__Directions__
Transcribe the data as written, minus images.

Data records
[Start of Attachment]
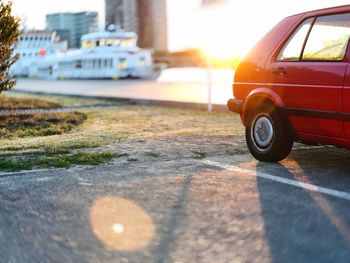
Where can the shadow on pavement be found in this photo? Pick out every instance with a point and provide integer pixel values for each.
(302, 226)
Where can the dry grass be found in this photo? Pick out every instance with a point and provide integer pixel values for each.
(15, 103)
(122, 130)
(39, 124)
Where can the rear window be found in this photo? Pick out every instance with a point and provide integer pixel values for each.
(294, 46)
(328, 38)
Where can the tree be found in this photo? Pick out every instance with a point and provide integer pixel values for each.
(9, 34)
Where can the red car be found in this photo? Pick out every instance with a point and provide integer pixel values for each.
(295, 85)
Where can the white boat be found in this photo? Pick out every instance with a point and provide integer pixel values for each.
(104, 55)
(34, 46)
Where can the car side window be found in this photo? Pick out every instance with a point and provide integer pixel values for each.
(328, 39)
(293, 48)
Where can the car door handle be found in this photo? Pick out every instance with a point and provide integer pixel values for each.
(279, 71)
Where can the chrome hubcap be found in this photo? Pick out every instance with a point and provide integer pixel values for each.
(263, 132)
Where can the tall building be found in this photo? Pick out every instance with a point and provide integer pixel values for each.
(122, 13)
(71, 26)
(147, 18)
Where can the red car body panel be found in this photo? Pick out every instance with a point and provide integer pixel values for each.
(316, 94)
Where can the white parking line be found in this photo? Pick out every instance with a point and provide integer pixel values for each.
(306, 186)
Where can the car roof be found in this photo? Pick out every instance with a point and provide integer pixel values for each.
(324, 11)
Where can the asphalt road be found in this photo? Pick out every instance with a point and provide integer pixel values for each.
(174, 208)
(184, 91)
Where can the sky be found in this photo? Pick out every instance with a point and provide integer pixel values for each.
(235, 25)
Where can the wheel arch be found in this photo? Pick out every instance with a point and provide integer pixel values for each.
(266, 98)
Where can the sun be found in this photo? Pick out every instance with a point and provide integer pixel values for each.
(218, 34)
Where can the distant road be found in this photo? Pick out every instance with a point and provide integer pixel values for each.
(171, 86)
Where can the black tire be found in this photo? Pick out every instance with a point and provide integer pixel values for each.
(266, 137)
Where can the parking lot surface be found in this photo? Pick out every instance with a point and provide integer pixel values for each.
(219, 205)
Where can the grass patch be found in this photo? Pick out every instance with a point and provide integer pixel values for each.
(199, 155)
(58, 161)
(151, 154)
(39, 124)
(66, 161)
(18, 103)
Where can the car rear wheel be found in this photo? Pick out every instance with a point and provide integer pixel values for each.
(266, 137)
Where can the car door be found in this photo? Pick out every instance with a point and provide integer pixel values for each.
(308, 73)
(346, 103)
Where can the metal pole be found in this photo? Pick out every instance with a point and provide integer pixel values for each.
(210, 84)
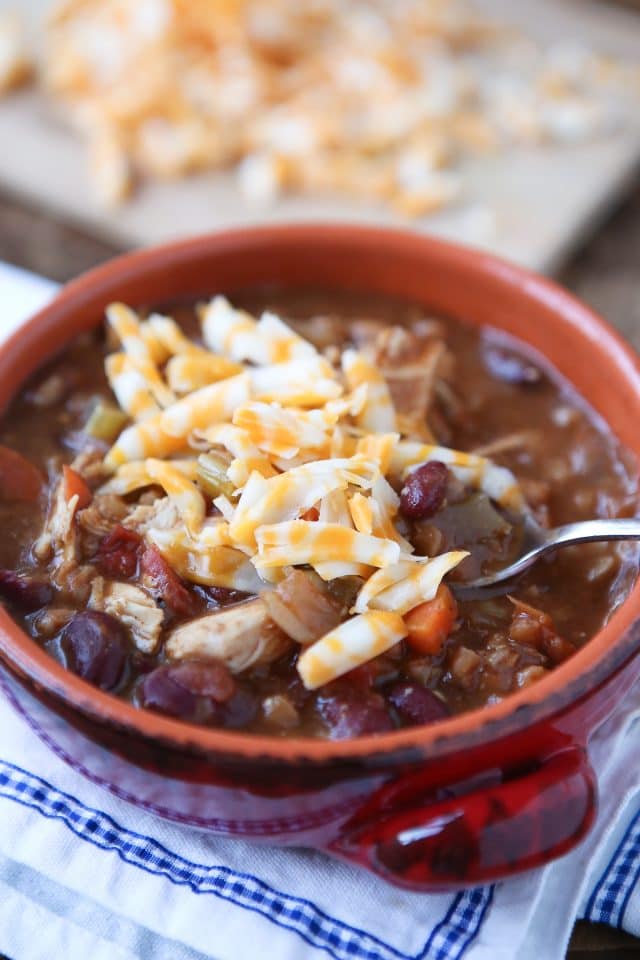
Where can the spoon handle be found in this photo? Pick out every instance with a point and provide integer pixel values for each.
(586, 531)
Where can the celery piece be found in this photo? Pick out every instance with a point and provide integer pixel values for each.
(105, 422)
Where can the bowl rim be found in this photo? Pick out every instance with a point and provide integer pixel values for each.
(566, 684)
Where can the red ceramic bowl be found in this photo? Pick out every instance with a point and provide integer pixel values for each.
(468, 800)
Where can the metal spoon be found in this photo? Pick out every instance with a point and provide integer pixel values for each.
(538, 541)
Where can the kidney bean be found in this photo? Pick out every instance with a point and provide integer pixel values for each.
(159, 691)
(241, 709)
(348, 714)
(212, 679)
(424, 490)
(158, 575)
(26, 593)
(94, 646)
(198, 692)
(415, 704)
(118, 553)
(19, 478)
(510, 367)
(222, 596)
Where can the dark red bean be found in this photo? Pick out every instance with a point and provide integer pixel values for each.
(424, 490)
(94, 646)
(240, 710)
(165, 582)
(510, 367)
(118, 553)
(159, 691)
(26, 593)
(197, 692)
(205, 679)
(416, 704)
(348, 715)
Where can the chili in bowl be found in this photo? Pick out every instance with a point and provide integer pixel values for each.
(237, 512)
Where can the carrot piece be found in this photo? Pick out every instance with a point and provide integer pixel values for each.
(75, 485)
(19, 479)
(430, 623)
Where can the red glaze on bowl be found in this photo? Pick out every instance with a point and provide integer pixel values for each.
(474, 798)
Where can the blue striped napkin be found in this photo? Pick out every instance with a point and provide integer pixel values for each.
(85, 874)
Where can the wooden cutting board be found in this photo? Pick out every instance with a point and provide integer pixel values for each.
(532, 206)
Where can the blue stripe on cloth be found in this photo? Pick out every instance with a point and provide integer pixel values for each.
(448, 940)
(610, 895)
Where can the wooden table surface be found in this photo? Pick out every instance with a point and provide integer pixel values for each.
(606, 273)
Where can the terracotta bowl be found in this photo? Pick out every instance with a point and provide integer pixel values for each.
(461, 802)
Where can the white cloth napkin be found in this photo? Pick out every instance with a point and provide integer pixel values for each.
(85, 874)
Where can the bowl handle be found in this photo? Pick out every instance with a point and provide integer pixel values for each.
(491, 832)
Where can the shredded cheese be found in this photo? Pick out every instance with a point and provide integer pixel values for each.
(348, 646)
(302, 455)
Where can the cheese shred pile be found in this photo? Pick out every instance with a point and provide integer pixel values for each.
(301, 458)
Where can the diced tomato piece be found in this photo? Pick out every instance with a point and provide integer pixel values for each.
(430, 623)
(74, 485)
(19, 479)
(118, 553)
(161, 578)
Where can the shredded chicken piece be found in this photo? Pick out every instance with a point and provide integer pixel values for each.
(241, 636)
(48, 621)
(411, 366)
(105, 511)
(162, 514)
(133, 607)
(302, 607)
(59, 535)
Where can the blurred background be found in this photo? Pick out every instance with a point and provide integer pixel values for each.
(511, 126)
[End of Attachment]
__Written solution__
Where can the shadow on pavement be found in this photo? Pick out every instance with a point and provide integer pixel values for each.
(302, 226)
Where can the dry grass be found in this photo? Pick out every instance with a point and provide integer pixel values for each.
(15, 103)
(122, 130)
(39, 124)
Where can the rear window be found in this photo? Pick out every instance with a point and provide integer pixel values for each.
(294, 46)
(328, 38)
Where can the tree be found in this photo? Pick out every instance with a point and provide integer pixel values for each.
(9, 34)
Where can the red car be found in this photo? Pick out every instance with a point and provide integer pixel values for each.
(295, 85)
Where can the white boat be found in this photo? Pick out every instance with a point and provide integer pixel values for each.
(104, 55)
(34, 46)
Where can the car side window be found in this photo? Pick out every instance with a point and provide integer pixel values for each.
(328, 39)
(293, 48)
Where can the car door handle be found in this photo? Pick out every instance with a point and provide integer pixel values for each.
(279, 71)
Where can the chrome hubcap be found in this photo? Pick out every instance with a point and provide integer pixel values for each.
(263, 132)
Where can the tall building be found in this photo? Pick out every instance with a point and provide integer pixel values for each.
(122, 13)
(71, 26)
(147, 18)
Where can the red car body panel be found in this photo? Pick out every instance with a point and provide integer pixel values for each.
(316, 94)
Where can the white parking line be found in this photo? Pick out every instance with a point and provide integer pixel values for each.
(306, 186)
Where can the car roof be found in this photo? Pick out every instance with a point and provide integer pixel values for each.
(324, 11)
Where can the asphalt road be found in this photo? Pick out every instance with a point and provide integer pixel values for each.
(174, 208)
(184, 91)
Where can the sky be found in this photo? Pick out every instance with a point and provide integer pixel values for each.
(235, 25)
Where can the wheel arch be found in this photo? Pick out every instance with a point and provide integer pixel values for each.
(266, 98)
Where can the sun be found in this photo? Pick out every instance with a point and provide integer pixel values for each.
(218, 34)
Where can the distant road be found in this photo? Pick out every instance with a point and provide integer pixel values for each.
(171, 86)
Where can the black tire be found in this photo? Pick out every instance with a point and provide integer pixel values for each.
(266, 137)
Where can the parking lot surface be found in this photo? Pick out every instance with a point and provide integer pixel values for each.
(219, 205)
Where can the grass patch be found in this photo? Pick out every instance with a point and provide integer pixel values for each.
(199, 155)
(58, 161)
(151, 154)
(39, 124)
(66, 161)
(18, 103)
Where can the car rear wheel be found in this photo? Pick out every instance with a point and provide integer pixel values for each.
(266, 137)
Where can the car door be found in this photo? Pick out every instance with a point and provide integer pixel values for each.
(308, 73)
(346, 103)
Where can the metal pole be found in this photo? Pick out every instance with a point and provide integer pixel values for each.
(210, 84)
Where can the spoon handle be found in this photo? Pick out every instance with a point and provide integer pixel values for each.
(586, 531)
Where can the celery piece be found in this photo? Pick out every instance with a point and provide integer pixel values for each.
(105, 422)
Where can the bowl rim be found in this photo? Pick out every instance with a point and provide integer pixel values for each.
(566, 684)
Where can the red ceramic bowl be found in this photo? Pick out every instance with a point and provide integer pixel values for each.
(468, 800)
Where can the metal spoon be found in this photo? Pick out every instance with a point and provide integer pixel values for each.
(538, 541)
Where can the kidney bean be found in this photo? Pick out every instance with a point and provide integer pixel values for each.
(159, 691)
(241, 709)
(348, 714)
(212, 679)
(424, 490)
(158, 575)
(26, 593)
(94, 646)
(198, 692)
(415, 704)
(118, 553)
(19, 478)
(510, 367)
(222, 596)
Where can the dark red bean be found in this photo? Pick out every instance with a point and provide integer pixel values for each.
(424, 490)
(94, 646)
(240, 710)
(165, 582)
(510, 367)
(118, 553)
(159, 691)
(26, 593)
(197, 692)
(205, 679)
(416, 704)
(348, 715)
Where can the chili in bowl be found in this photo? Pick out every instance with a point and provide integer pixel values for each.
(237, 512)
Where can the carrot piece be found in this photo? Pick out every instance with a point and provide integer pixel values for each.
(75, 485)
(19, 479)
(430, 623)
Where can the red glaze on bowl be found in this photo? Pick out every instance with a point and provide integer pixel values for each.
(474, 798)
Where can the blue striped napkin be found in this photo? Pick out every instance with a point and provide integer pixel values for each.
(85, 874)
Where can the wooden cutting board be found in this photo? Pick out every instance with a point and provide integer pixel values for each.
(532, 206)
Where can the blue stripe on cloth be found in this photo? Pick out every instance with a point and provide integer pixel values for each.
(448, 940)
(610, 895)
Where can the wooden table surface be found in this photo? Pick out every instance with a point and provide integer pixel values for each.
(606, 273)
Where can the terracotta bowl be found in this photo? Pick out every instance with a point and provide integer pixel values for each.
(461, 802)
Where can the white cloth napkin be found in this photo? Pick out every instance with a point and provide integer pixel values for each.
(85, 874)
Where can the bowl handle be found in this photo? Pick out every instance with a point and provide integer pixel values for each.
(491, 832)
Where can the shredded cheese be found in this photo? Pick out every instance with a point and provide integer pixel values for each.
(348, 646)
(302, 455)
Where can the cheese shred pile be found in this photo? Pick out every instance with a point and provide integer pixel values for each.
(301, 458)
Where can the diced tomato piece be found in this photo? Pick out every instance with a point and provide integer pixel values for each.
(430, 623)
(74, 485)
(19, 479)
(118, 553)
(161, 578)
Where can the shredded chicken piece be found in this photo? Pick out every instance with a point and provide integer pixel values for each.
(241, 636)
(48, 621)
(411, 366)
(105, 511)
(162, 514)
(133, 607)
(302, 607)
(59, 535)
Where can the blurred background be found in this photo? Pick out every instance with a point and provide integer pixel values for each.
(511, 126)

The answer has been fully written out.